__Problem__
Every line below that holds the word "baseboard" must be listed.

__Data excerpts__
^^^^^^^^^^^^^^^^
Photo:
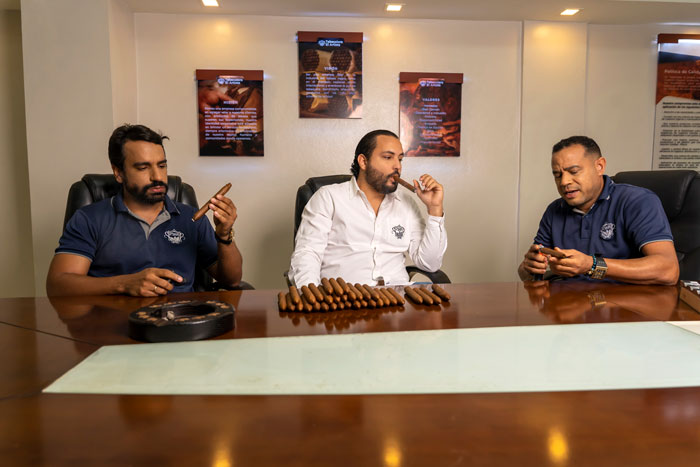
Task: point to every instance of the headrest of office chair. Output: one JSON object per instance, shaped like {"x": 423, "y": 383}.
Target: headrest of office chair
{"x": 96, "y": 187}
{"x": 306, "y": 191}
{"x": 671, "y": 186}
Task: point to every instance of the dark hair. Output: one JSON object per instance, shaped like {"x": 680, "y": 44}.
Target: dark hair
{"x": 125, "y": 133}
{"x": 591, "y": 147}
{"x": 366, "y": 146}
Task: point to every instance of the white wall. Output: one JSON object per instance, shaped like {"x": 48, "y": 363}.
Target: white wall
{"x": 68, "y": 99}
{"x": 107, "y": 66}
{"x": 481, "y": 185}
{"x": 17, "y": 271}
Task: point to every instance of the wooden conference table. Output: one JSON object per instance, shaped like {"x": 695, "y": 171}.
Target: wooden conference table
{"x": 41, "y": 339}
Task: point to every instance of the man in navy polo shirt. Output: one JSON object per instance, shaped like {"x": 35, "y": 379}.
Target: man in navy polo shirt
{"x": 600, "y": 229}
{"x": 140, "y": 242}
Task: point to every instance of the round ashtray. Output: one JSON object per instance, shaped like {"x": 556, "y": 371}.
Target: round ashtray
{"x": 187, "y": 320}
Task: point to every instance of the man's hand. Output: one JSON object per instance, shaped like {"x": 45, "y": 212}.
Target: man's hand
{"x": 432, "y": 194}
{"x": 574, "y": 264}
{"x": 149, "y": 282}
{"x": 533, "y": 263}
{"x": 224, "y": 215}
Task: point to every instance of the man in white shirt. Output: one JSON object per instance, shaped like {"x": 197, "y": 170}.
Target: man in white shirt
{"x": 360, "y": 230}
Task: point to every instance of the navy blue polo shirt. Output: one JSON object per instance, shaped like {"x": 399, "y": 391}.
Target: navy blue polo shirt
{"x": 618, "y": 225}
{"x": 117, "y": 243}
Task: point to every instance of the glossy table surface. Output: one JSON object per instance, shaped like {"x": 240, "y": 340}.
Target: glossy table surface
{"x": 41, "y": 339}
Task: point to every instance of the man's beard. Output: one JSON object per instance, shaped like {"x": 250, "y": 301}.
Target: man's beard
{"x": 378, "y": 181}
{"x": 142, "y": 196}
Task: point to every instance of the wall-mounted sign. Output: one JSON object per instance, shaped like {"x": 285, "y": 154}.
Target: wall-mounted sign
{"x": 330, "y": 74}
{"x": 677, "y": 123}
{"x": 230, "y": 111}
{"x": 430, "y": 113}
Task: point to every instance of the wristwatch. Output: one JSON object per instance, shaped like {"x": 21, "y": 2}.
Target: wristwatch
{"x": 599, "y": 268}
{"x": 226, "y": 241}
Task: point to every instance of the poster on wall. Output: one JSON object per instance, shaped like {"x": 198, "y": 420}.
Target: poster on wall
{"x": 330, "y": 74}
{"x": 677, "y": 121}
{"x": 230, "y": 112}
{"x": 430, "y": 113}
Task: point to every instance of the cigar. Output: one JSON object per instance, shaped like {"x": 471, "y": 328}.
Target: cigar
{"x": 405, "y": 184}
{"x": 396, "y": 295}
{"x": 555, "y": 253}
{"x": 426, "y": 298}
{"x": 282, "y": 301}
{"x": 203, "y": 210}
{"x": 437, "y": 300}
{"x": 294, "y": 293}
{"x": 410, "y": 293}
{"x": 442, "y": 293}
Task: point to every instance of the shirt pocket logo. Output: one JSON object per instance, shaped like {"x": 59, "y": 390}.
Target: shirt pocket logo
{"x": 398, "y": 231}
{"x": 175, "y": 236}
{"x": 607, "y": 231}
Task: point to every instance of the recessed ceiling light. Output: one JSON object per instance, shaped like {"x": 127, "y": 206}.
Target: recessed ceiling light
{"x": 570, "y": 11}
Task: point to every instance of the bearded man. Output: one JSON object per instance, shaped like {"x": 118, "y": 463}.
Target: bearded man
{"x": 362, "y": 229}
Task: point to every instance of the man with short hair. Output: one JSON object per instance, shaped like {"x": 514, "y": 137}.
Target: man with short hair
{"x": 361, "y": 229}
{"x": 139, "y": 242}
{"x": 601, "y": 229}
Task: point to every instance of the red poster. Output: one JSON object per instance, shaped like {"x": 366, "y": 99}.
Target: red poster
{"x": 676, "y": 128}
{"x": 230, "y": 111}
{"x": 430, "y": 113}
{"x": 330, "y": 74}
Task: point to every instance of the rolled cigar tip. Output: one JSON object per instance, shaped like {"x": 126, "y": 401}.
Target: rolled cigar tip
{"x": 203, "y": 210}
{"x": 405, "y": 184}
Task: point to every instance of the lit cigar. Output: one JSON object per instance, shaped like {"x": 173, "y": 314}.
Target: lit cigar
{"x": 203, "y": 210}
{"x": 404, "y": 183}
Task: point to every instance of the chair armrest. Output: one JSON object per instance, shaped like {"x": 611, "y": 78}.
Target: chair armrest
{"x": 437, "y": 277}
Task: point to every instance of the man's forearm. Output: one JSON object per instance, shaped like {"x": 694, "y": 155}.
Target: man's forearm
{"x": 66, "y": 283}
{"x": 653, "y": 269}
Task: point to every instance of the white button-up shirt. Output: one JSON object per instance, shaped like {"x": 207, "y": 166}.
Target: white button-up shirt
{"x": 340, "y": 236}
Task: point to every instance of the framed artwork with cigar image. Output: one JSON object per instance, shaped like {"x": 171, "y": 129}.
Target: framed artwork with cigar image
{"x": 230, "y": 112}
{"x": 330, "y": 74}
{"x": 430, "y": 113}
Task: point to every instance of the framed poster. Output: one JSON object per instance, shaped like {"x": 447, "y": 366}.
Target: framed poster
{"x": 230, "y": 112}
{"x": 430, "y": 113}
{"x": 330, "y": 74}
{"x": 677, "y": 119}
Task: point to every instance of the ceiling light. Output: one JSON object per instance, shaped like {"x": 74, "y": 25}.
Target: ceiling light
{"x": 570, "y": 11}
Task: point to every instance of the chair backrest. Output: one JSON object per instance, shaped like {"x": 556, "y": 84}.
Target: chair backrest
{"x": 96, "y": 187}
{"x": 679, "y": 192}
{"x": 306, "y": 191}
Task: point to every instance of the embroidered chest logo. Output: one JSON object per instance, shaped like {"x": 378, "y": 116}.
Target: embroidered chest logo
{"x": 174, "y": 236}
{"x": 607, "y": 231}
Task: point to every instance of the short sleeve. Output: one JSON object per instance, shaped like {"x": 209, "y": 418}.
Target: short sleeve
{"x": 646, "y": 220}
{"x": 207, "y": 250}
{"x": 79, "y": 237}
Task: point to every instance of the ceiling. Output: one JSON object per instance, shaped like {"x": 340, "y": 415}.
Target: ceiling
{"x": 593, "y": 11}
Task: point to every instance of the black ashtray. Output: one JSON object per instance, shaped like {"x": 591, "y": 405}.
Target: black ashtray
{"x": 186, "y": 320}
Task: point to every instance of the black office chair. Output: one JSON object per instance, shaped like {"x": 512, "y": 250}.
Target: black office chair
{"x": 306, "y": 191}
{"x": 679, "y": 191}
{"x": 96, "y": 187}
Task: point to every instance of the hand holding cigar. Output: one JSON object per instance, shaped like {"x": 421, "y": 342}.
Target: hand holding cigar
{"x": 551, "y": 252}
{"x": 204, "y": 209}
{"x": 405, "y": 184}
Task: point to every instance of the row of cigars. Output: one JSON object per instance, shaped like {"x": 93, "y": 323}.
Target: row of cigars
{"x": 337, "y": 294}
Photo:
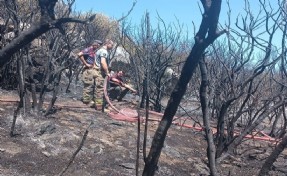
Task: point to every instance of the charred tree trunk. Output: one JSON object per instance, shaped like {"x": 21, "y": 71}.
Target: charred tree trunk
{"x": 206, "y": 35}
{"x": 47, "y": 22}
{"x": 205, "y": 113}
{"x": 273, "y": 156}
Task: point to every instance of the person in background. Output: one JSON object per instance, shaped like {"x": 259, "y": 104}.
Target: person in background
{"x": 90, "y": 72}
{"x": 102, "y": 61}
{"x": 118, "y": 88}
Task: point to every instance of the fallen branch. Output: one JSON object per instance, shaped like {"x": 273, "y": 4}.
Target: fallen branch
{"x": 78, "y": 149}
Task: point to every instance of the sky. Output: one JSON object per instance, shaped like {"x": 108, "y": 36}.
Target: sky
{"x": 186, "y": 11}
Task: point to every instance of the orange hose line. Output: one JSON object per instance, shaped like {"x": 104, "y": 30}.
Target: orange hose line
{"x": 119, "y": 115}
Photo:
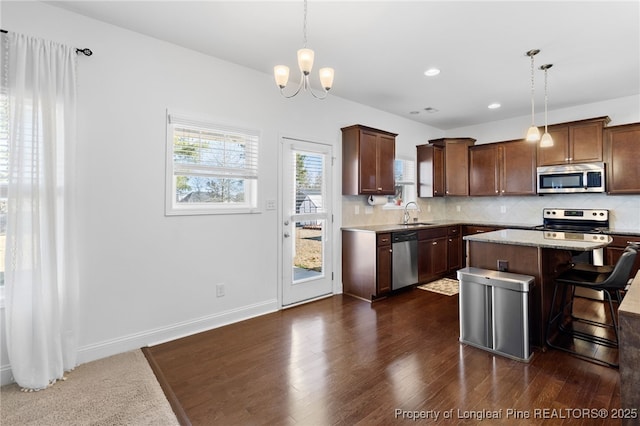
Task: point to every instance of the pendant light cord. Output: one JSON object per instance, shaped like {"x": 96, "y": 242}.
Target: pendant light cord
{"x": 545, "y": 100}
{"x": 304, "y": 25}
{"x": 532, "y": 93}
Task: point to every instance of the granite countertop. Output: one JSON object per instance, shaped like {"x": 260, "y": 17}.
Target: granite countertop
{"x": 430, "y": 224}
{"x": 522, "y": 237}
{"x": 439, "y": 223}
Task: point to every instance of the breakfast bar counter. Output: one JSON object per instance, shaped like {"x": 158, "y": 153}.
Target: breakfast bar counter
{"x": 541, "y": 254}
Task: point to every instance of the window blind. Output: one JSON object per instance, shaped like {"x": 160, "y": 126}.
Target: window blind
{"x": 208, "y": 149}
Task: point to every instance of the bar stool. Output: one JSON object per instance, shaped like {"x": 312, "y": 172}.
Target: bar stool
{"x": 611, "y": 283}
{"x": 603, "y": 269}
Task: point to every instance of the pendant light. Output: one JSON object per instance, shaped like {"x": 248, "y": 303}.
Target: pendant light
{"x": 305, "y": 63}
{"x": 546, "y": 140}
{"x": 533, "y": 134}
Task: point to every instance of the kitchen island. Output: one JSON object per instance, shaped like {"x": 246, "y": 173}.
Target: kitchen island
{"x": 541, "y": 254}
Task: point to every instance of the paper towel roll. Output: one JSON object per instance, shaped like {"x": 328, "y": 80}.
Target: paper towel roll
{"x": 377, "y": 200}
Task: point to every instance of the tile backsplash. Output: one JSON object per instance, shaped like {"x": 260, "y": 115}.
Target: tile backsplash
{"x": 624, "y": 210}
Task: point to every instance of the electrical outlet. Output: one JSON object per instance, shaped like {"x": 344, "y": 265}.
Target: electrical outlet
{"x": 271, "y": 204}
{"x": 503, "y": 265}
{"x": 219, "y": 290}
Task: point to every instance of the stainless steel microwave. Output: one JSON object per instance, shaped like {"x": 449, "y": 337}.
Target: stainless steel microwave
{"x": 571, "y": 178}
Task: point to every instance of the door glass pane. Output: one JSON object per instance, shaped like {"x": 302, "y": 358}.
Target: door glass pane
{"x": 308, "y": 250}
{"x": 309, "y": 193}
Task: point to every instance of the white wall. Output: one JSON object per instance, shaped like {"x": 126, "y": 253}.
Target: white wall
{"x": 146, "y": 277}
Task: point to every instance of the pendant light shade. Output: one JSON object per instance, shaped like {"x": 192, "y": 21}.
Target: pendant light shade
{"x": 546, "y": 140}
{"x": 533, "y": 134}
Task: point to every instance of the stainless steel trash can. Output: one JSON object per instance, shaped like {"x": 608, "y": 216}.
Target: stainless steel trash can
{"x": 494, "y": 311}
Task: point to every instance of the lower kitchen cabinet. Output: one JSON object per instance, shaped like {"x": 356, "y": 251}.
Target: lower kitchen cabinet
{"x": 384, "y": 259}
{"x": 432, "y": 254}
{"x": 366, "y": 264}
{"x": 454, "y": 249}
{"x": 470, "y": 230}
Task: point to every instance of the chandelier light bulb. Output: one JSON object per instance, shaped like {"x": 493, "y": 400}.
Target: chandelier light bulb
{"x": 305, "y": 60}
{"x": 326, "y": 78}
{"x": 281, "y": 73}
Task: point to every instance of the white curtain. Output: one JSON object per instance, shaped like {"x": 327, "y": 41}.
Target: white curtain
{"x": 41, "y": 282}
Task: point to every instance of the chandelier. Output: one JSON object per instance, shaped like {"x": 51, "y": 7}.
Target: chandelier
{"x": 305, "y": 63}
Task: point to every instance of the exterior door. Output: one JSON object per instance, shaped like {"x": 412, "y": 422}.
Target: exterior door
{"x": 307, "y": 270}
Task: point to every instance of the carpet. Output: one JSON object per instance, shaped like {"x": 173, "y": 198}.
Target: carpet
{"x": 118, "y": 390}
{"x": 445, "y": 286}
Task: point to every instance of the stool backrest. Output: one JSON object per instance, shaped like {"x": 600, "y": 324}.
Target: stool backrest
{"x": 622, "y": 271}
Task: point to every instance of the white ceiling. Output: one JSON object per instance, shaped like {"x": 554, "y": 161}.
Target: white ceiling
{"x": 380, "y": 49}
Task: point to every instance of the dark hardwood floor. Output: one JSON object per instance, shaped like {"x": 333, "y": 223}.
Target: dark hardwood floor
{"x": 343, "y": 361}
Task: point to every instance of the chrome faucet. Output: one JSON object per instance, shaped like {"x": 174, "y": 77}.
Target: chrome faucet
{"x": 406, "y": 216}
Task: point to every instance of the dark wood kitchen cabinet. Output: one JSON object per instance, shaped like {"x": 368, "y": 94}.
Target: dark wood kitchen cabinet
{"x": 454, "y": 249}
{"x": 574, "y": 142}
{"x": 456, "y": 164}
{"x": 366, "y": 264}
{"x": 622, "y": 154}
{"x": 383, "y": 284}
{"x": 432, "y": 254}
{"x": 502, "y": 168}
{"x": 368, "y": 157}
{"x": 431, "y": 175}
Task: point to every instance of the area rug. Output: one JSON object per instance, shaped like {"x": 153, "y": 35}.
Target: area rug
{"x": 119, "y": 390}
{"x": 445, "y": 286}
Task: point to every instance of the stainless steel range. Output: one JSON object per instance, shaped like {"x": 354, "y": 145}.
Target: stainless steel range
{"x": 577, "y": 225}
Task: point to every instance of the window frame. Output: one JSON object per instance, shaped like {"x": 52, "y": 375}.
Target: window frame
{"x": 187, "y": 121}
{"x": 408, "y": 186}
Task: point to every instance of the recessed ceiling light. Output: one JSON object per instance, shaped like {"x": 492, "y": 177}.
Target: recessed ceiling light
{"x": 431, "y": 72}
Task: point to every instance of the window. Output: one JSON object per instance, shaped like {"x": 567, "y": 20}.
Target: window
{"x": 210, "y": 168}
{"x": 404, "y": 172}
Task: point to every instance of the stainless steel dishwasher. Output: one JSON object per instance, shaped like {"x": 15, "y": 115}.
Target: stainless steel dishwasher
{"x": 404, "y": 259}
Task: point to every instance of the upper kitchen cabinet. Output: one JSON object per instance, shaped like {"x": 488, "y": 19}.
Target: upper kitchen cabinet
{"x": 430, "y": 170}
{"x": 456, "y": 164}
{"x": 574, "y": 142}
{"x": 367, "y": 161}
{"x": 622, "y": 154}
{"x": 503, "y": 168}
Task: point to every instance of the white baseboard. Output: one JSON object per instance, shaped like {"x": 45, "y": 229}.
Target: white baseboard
^^^^^^^^^^^^^^^^
__Exercise solution__
Task: point to every instance of the white baseboard. Output: one JSON object per instance, shaped like {"x": 45, "y": 229}.
Target: white baseboard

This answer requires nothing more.